**WHAT YOU HAVE TO DO**
Please copy the data exactly as it stands, minus the images.

(Stored data entries)
────────────────
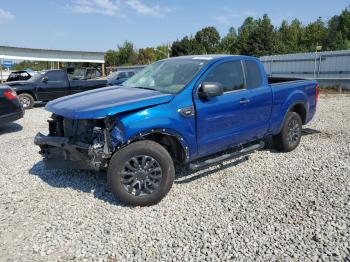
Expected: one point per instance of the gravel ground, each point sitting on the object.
(274, 206)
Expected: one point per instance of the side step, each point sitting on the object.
(219, 159)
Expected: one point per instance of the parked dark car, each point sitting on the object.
(19, 76)
(84, 74)
(50, 85)
(10, 106)
(120, 77)
(194, 110)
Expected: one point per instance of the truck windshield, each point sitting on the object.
(166, 76)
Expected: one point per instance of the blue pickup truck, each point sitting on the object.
(193, 110)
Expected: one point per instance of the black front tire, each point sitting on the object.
(121, 159)
(26, 100)
(289, 137)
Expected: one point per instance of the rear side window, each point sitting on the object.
(55, 76)
(228, 74)
(253, 74)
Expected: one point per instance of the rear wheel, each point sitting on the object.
────────────────
**SOLUTION TO THE PROBLEM**
Expected: one point per instance of the gravel ground, each point sitting on the object.
(274, 206)
Expected: one point per instance of the side step, each point sitting on the object.
(219, 159)
Expected: one point per instance of the parked dark car, each point sitting on the object.
(19, 76)
(84, 74)
(50, 85)
(10, 106)
(120, 77)
(194, 110)
Expected: one point per instance of the truck windshield, each point sitting on the object.
(166, 76)
Expected: one point per instance of the blue pickup truck, each point sitting on the object.
(193, 110)
Expected: one point per instance of the black front tire, each point sitting on the object.
(121, 159)
(26, 100)
(289, 137)
Expected: one point per instance of the rear side window, each point sitting on the object.
(55, 76)
(228, 74)
(253, 74)
Expected: one point per instance of the rear wheel, each point sitting on the object.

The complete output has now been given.